* [ASSIGNMENT] Write the listing below out again word for word, without a single picture.

* [INFORMATION SHOWN]
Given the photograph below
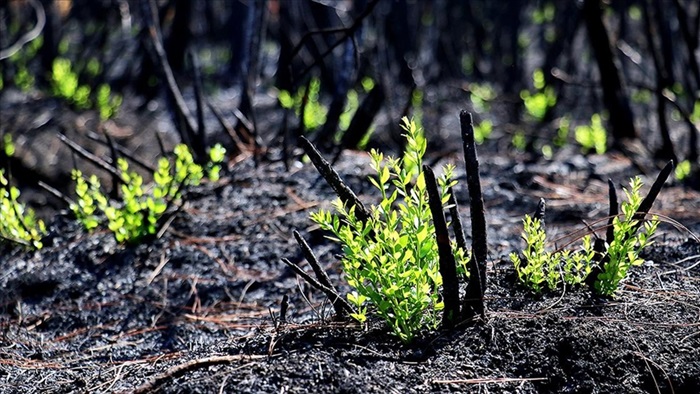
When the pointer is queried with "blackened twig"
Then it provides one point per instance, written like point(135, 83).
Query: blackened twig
point(477, 280)
point(612, 213)
point(330, 293)
point(89, 156)
point(321, 274)
point(123, 151)
point(346, 195)
point(648, 201)
point(448, 269)
point(188, 125)
point(457, 226)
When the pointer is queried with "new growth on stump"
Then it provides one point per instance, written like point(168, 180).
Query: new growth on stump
point(398, 255)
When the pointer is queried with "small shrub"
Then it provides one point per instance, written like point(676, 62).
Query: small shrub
point(138, 213)
point(538, 103)
point(17, 222)
point(628, 242)
point(593, 136)
point(391, 261)
point(65, 85)
point(539, 268)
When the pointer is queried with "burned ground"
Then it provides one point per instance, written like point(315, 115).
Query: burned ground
point(87, 315)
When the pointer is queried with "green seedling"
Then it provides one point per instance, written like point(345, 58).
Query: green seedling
point(18, 223)
point(314, 113)
point(539, 268)
point(140, 210)
point(628, 242)
point(65, 85)
point(482, 131)
point(539, 103)
point(391, 260)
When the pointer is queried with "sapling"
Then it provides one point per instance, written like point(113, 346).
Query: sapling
point(538, 268)
point(628, 242)
point(138, 213)
point(391, 258)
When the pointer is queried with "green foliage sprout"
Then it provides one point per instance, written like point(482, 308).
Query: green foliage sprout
point(539, 268)
point(391, 261)
point(537, 104)
point(593, 136)
point(17, 222)
point(137, 215)
point(65, 85)
point(314, 113)
point(628, 241)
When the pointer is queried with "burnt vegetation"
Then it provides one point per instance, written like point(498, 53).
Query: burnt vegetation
point(558, 97)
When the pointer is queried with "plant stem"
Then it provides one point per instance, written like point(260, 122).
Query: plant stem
point(477, 268)
point(448, 269)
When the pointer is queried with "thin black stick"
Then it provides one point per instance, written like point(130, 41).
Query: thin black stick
point(457, 226)
point(226, 125)
point(648, 201)
point(346, 195)
point(612, 213)
point(321, 274)
point(199, 142)
point(188, 126)
point(332, 295)
point(114, 193)
point(88, 156)
point(477, 267)
point(123, 151)
point(448, 269)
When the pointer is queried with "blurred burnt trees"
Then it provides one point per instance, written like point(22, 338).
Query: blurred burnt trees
point(634, 61)
point(615, 96)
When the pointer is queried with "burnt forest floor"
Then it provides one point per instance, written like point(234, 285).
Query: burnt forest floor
point(195, 311)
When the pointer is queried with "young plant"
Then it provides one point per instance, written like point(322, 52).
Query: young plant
point(537, 104)
point(137, 215)
point(17, 222)
point(391, 260)
point(628, 242)
point(65, 85)
point(539, 268)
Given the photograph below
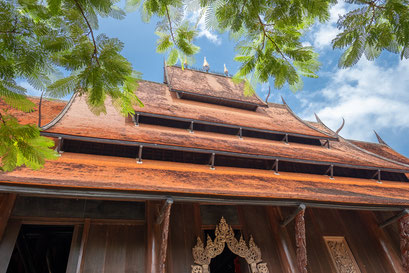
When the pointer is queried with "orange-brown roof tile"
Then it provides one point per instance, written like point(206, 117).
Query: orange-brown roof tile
point(159, 100)
point(207, 84)
point(320, 127)
point(80, 121)
point(49, 110)
point(382, 150)
point(111, 173)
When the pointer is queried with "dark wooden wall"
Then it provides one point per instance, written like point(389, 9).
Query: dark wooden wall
point(373, 251)
point(114, 248)
point(134, 245)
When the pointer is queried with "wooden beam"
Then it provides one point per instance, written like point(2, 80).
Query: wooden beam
point(163, 211)
point(404, 241)
point(395, 218)
point(293, 215)
point(165, 233)
point(8, 243)
point(83, 247)
point(300, 241)
point(6, 206)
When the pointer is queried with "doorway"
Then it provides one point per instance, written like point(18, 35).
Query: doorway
point(41, 249)
point(227, 261)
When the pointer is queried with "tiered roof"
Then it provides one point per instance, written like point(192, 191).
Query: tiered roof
point(50, 109)
point(173, 129)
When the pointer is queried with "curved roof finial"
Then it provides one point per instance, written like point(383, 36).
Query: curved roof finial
point(185, 64)
point(340, 128)
point(318, 119)
point(380, 140)
point(283, 100)
point(206, 65)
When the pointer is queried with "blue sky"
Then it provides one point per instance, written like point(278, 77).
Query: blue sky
point(370, 95)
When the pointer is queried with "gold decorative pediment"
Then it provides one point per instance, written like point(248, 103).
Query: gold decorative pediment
point(225, 236)
point(341, 255)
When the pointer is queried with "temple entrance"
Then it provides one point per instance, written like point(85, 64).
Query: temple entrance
point(227, 261)
point(224, 238)
point(41, 248)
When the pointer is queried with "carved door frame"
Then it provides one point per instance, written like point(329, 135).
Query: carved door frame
point(225, 236)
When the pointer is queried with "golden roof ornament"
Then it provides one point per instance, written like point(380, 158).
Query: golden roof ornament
point(202, 255)
point(206, 65)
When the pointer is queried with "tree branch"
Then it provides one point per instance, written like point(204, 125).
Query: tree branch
point(271, 40)
point(170, 25)
point(2, 119)
point(95, 54)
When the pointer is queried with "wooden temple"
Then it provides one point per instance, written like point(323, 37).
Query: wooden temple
point(203, 179)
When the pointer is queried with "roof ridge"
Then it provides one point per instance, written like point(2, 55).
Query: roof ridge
point(60, 115)
point(302, 121)
point(348, 141)
point(374, 154)
point(364, 141)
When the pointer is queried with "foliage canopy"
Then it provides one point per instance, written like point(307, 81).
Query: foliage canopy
point(51, 44)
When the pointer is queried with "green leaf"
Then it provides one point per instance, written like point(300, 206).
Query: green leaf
point(173, 57)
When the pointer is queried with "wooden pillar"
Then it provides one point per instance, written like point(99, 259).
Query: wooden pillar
point(164, 218)
point(6, 206)
point(300, 241)
point(404, 241)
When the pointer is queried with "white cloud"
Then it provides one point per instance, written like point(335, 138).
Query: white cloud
point(369, 96)
point(323, 34)
point(31, 91)
point(201, 27)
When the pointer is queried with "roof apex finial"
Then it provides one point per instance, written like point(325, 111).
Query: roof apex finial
point(185, 63)
point(283, 100)
point(380, 140)
point(206, 65)
point(318, 118)
point(340, 128)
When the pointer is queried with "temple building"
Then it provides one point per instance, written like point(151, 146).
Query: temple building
point(203, 179)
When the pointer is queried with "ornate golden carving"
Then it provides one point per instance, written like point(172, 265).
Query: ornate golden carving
point(341, 255)
point(225, 236)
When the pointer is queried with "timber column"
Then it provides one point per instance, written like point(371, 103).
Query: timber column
point(300, 241)
point(404, 241)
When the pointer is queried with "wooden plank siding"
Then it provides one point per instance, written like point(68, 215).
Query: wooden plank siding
point(115, 248)
point(6, 206)
point(360, 230)
point(127, 246)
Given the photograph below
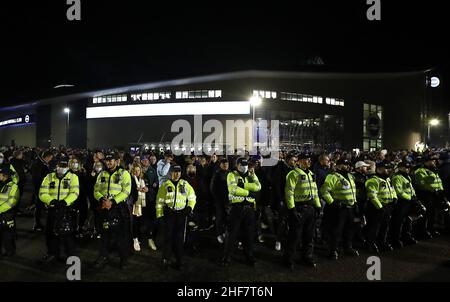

* [RESPONSE AREA]
Given the photograph below
When the pointer is queried with "blackened twig"
Then it provides one point per instance, written like point(135, 83).
Query: blackened twig
point(477, 280)
point(612, 213)
point(330, 293)
point(89, 156)
point(321, 274)
point(123, 151)
point(346, 195)
point(648, 201)
point(448, 269)
point(188, 125)
point(457, 226)
When the pointer is queried with "new growth on stump"
Then it provides one point per instance, written like point(168, 180).
Query: new growth on stump
point(398, 255)
When the pointer is queried with "small shrub"
Then it provides one point per instance, written like point(676, 62).
Query: small shrub
point(138, 213)
point(538, 103)
point(17, 222)
point(628, 242)
point(593, 136)
point(391, 261)
point(65, 85)
point(539, 268)
When the pointer is queried with "burned ground"
Then it provides one point per instance, written like point(315, 115).
Query: burned ground
point(87, 315)
When the pointer is queried with "green seedling"
Then it provides one point per instance, written like point(345, 58).
Query: green seedling
point(18, 223)
point(314, 113)
point(539, 268)
point(140, 210)
point(628, 242)
point(65, 85)
point(482, 131)
point(539, 103)
point(391, 260)
When the pointer is queried with "sapling"
Then it provides one point per instance, written like point(113, 346).
Query: sapling
point(538, 268)
point(628, 242)
point(138, 213)
point(391, 258)
When the pointer is queried with "green foliage sprout"
Then it provides one point per instance, written like point(482, 308).
Query: green foliage sprout
point(539, 268)
point(391, 261)
point(537, 104)
point(593, 136)
point(17, 222)
point(137, 215)
point(65, 85)
point(314, 113)
point(628, 241)
When the pointer is queried with "burnt vegetation"
Then it provides one point per instance, written like point(498, 53).
Query: burnt vegetation
point(558, 97)
When the pointer is queried with "plant stem"
Then it provides one point per instance, written like point(260, 122).
Query: plant stem
point(477, 268)
point(448, 269)
When the pointer is queried with "thin black stick"
Then it provides one point per instance, written like point(130, 41).
Query: thin black stick
point(457, 226)
point(226, 125)
point(648, 201)
point(346, 195)
point(612, 213)
point(321, 274)
point(199, 142)
point(188, 126)
point(332, 295)
point(114, 193)
point(88, 156)
point(477, 267)
point(123, 151)
point(448, 269)
When the pointer is queried with "blurred burnt trees"
Then it provides one point per instance, written like point(22, 338).
Query: blurred burnt trees
point(634, 61)
point(615, 96)
When the pointer is queried with "burnt forest floor"
Then it provides one point per instance, written like point(234, 285).
Query: burnt forest floor
point(195, 311)
When the pointer is queried with "young plant"
Then it provides one point per instance, written like point(322, 52).
Query: young plant
point(537, 104)
point(137, 215)
point(17, 222)
point(391, 260)
point(628, 242)
point(65, 85)
point(539, 268)
Given the photograph below
When the pointer is queried with "orange-brown roof tile"
Then it provides one point per instance, written like point(206, 117).
Query: orange-brown roof tile
point(159, 100)
point(207, 84)
point(320, 127)
point(80, 121)
point(49, 110)
point(382, 150)
point(111, 173)
When the pointer is queried with "dark wooden wall"
Then it provides one point per instance, written like point(389, 9).
Query: dark wooden wall
point(373, 251)
point(114, 248)
point(134, 245)
When the pointer is queried with "wooden beam"
Then it provides one point per instance, written like point(2, 80).
Query: wooden beam
point(163, 211)
point(404, 241)
point(395, 218)
point(293, 215)
point(165, 233)
point(8, 243)
point(83, 247)
point(300, 241)
point(6, 206)
When the pointer is queried with "doorway"
Then it provides one point per instance, written like point(18, 35).
Query: doorway
point(41, 249)
point(227, 261)
When the pointer is queried with "tiered roof"
Then it provides one point per instance, written like point(192, 191).
Query: tiered roof
point(50, 109)
point(173, 129)
When the pointer is queried with "curved roof finial"
Then it provides one point per instance, written like point(383, 36).
Query: curved roof finial
point(185, 64)
point(340, 128)
point(318, 119)
point(380, 140)
point(283, 100)
point(206, 65)
When the pointer is queried with "blue sky"
Then it provides one point per instance, written like point(278, 77).
Query: blue sky
point(370, 95)
When the pointer is queried with "gold decorative pediment"
Then it provides one point per instance, written like point(248, 103).
Query: gold decorative pediment
point(225, 236)
point(341, 255)
When the pointer is queried with "temple entrance"
Then it provides one point per instance, written like point(85, 64).
Query: temple entrance
point(227, 261)
point(224, 238)
point(41, 248)
When the pointer is queried with "carved door frame"
Then it provides one point per instance, written like point(329, 135).
Query: carved door frame
point(225, 236)
When the pointer is queried with "golden roof ornament"
Then it provides one point per instance, written like point(380, 158).
Query: golden roof ornament
point(202, 255)
point(206, 65)
When the pointer is queried with "tree branch"
Then it provides one point per instance, written like point(204, 125).
Query: tree branch
point(271, 40)
point(170, 25)
point(2, 119)
point(95, 54)
When the pointer is queried with "wooden temple"
Then it provides one point per instance, written like point(323, 37).
Query: wooden temple
point(203, 179)
When the pointer is queried with "roof ridge"
Then it provides one point per instance, written like point(2, 55).
Query: roof ridge
point(60, 115)
point(302, 121)
point(348, 141)
point(374, 154)
point(364, 141)
When the pointer is queried with "foliage canopy"
Then it provides one point per instance, written like point(307, 81).
Query: foliage canopy
point(51, 44)
When the pointer is queried with "green leaf"
Then it provides one point per instance, written like point(300, 206).
Query: green leaf
point(173, 57)
When the pointer is queried with "wooden pillar"
Then it provides one point per instance, written like point(99, 259).
Query: wooden pillar
point(164, 218)
point(6, 206)
point(300, 241)
point(404, 241)
When the pointer is queried with "white cloud"
Then it provides one point per instance, written like point(335, 138).
Query: white cloud
point(369, 96)
point(323, 34)
point(31, 91)
point(201, 27)
When the pointer is queried with "roof apex finial"
Then it provides one point per instance, written like point(325, 111).
Query: roof apex finial
point(185, 63)
point(283, 100)
point(380, 140)
point(206, 65)
point(318, 118)
point(340, 128)
When the pointer is queried with "temple building"
Then it provides one point per instance, written like point(151, 146).
Query: temple building
point(203, 179)
When the pointer is queried with "ornate golden carving"
Then it provides one point per instance, written like point(172, 265).
Query: ornate golden carving
point(341, 255)
point(225, 236)
When the pointer is queried with "timber column"
Then it provides one point per instance, written like point(371, 103).
Query: timber column
point(300, 241)
point(404, 241)
When the pointer is queried with "wooden plank siding"
Then it provides one point per instance, written like point(68, 215).
Query: wooden plank siding
point(115, 248)
point(6, 206)
point(360, 230)
point(127, 246)
Given the photograph below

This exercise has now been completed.